-- Problem statement --
Format every line of the records below as a JSON array of strings, with one string per line and blank lines omitted.

start Raw records

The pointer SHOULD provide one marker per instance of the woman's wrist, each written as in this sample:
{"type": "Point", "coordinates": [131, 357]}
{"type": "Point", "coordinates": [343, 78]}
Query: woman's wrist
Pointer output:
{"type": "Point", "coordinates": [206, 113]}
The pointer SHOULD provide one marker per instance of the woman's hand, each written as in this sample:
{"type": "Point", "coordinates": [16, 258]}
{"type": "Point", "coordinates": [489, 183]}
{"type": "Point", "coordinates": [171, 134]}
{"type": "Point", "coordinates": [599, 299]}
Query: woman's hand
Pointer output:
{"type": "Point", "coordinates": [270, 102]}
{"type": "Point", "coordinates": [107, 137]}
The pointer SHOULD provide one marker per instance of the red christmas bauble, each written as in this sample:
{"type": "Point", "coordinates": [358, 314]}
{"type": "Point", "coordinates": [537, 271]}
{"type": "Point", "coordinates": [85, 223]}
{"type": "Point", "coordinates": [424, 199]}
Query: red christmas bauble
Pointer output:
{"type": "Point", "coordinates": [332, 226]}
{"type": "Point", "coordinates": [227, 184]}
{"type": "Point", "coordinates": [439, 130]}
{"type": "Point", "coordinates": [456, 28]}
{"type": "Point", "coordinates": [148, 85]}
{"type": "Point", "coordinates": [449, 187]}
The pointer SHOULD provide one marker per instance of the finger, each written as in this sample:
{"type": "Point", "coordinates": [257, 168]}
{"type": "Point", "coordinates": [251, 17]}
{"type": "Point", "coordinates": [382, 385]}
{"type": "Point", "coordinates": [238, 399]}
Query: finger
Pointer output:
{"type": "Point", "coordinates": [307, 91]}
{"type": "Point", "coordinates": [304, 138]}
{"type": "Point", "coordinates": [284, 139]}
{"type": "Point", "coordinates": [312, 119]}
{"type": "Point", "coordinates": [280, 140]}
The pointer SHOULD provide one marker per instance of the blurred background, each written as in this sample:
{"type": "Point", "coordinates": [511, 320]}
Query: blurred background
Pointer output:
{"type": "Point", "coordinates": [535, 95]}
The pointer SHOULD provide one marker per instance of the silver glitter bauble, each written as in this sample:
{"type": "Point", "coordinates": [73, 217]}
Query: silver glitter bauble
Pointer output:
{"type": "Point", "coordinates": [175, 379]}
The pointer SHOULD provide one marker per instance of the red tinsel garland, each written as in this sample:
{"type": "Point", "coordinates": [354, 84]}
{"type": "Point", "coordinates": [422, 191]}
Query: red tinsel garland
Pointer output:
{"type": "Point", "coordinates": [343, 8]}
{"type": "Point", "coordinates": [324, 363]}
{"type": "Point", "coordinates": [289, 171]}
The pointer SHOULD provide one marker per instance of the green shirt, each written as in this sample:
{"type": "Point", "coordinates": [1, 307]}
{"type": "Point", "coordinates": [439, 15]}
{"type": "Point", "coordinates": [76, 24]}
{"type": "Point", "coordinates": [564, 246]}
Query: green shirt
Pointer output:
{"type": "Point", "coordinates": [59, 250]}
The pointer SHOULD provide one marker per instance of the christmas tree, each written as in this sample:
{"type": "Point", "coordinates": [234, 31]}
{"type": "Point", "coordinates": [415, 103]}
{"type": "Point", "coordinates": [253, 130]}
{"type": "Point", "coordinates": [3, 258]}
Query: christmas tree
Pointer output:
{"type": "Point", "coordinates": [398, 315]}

end Raw records

-- Written reply --
[
  "The pointer SHOULD provide one marker per instance of the woman's wrist, each written as in this sample:",
  "{\"type\": \"Point\", \"coordinates\": [131, 357]}",
  "{\"type\": \"Point\", \"coordinates\": [343, 78]}",
  "Query: woman's wrist",
  "Pointer output:",
  "{\"type\": \"Point\", \"coordinates\": [206, 113]}",
  "The pointer SHOULD provide one marker per instance of the woman's hand, each written as in this sample:",
  "{\"type\": \"Point\", \"coordinates\": [16, 258]}",
  "{\"type\": \"Point\", \"coordinates\": [489, 183]}",
  "{\"type\": \"Point\", \"coordinates\": [171, 134]}",
  "{\"type\": \"Point\", \"coordinates\": [599, 299]}",
  "Query: woman's hand",
  "Pointer output:",
  "{\"type\": \"Point\", \"coordinates\": [270, 102]}",
  "{\"type\": \"Point\", \"coordinates\": [107, 137]}",
  "The pointer SHOULD provide one marker per instance of the red christmas bauble, each written as in this sample:",
  "{\"type\": \"Point\", \"coordinates\": [358, 314]}",
  "{\"type\": \"Point\", \"coordinates\": [537, 271]}",
  "{\"type\": \"Point\", \"coordinates\": [85, 223]}",
  "{\"type\": \"Point\", \"coordinates\": [424, 199]}",
  "Query: red christmas bauble",
  "Pointer output:",
  "{\"type\": \"Point\", \"coordinates\": [332, 226]}",
  "{\"type\": \"Point\", \"coordinates\": [227, 184]}",
  "{\"type\": \"Point\", \"coordinates\": [439, 130]}",
  "{\"type\": \"Point\", \"coordinates\": [456, 28]}",
  "{\"type\": \"Point\", \"coordinates\": [148, 85]}",
  "{\"type\": \"Point\", \"coordinates\": [449, 187]}",
  "The pointer SHOULD provide one marker per instance of the finger, each written as in this sample:",
  "{\"type\": \"Point\", \"coordinates\": [257, 168]}",
  "{\"type\": \"Point\", \"coordinates\": [251, 17]}",
  "{\"type\": \"Point\", \"coordinates\": [382, 385]}",
  "{\"type\": \"Point\", \"coordinates\": [238, 399]}",
  "Query: finger",
  "Pointer output:",
  "{\"type\": \"Point\", \"coordinates\": [307, 91]}",
  "{\"type\": \"Point\", \"coordinates\": [304, 138]}",
  "{\"type\": \"Point\", \"coordinates\": [284, 139]}",
  "{\"type\": \"Point\", \"coordinates\": [312, 119]}",
  "{\"type\": \"Point\", \"coordinates\": [280, 140]}",
  "The pointer SHOULD provide one marker per instance of the blurred background, each written as in this sample:",
  "{\"type\": \"Point\", \"coordinates\": [511, 320]}",
  "Query: blurred background",
  "Pointer output:",
  "{\"type\": \"Point\", \"coordinates\": [535, 95]}",
  "The pointer SHOULD provide one marker per instance of the silver glitter bauble, each written as in this sample:",
  "{\"type\": \"Point\", \"coordinates\": [73, 217]}",
  "Query: silver glitter bauble",
  "Pointer output:",
  "{\"type\": \"Point\", \"coordinates\": [175, 379]}",
  "The pointer SHOULD provide one marker per instance of the red tinsel garland, each written as in this sample:",
  "{\"type\": \"Point\", \"coordinates\": [354, 84]}",
  "{\"type\": \"Point\", \"coordinates\": [422, 191]}",
  "Query: red tinsel garland",
  "Pointer output:",
  "{\"type\": \"Point\", \"coordinates\": [343, 8]}",
  "{\"type\": \"Point\", \"coordinates\": [324, 363]}",
  "{\"type\": \"Point\", \"coordinates\": [289, 171]}",
  "The pointer SHOULD provide one marker per instance of the green shirt, each written as in this sample:",
  "{\"type\": \"Point\", \"coordinates\": [1, 307]}",
  "{\"type\": \"Point\", \"coordinates\": [439, 15]}",
  "{\"type\": \"Point\", \"coordinates\": [76, 24]}",
  "{\"type\": \"Point\", \"coordinates\": [564, 246]}",
  "Query: green shirt",
  "Pointer output:",
  "{\"type\": \"Point\", \"coordinates\": [59, 250]}",
  "The pointer SHOULD provide one marker per instance of the christmas tree, each written as in this sample:",
  "{\"type\": \"Point\", \"coordinates\": [234, 31]}",
  "{\"type\": \"Point\", \"coordinates\": [415, 103]}",
  "{\"type\": \"Point\", \"coordinates\": [253, 130]}",
  "{\"type\": \"Point\", \"coordinates\": [3, 258]}",
  "Query: christmas tree",
  "Pointer output:",
  "{\"type\": \"Point\", \"coordinates\": [398, 315]}"
]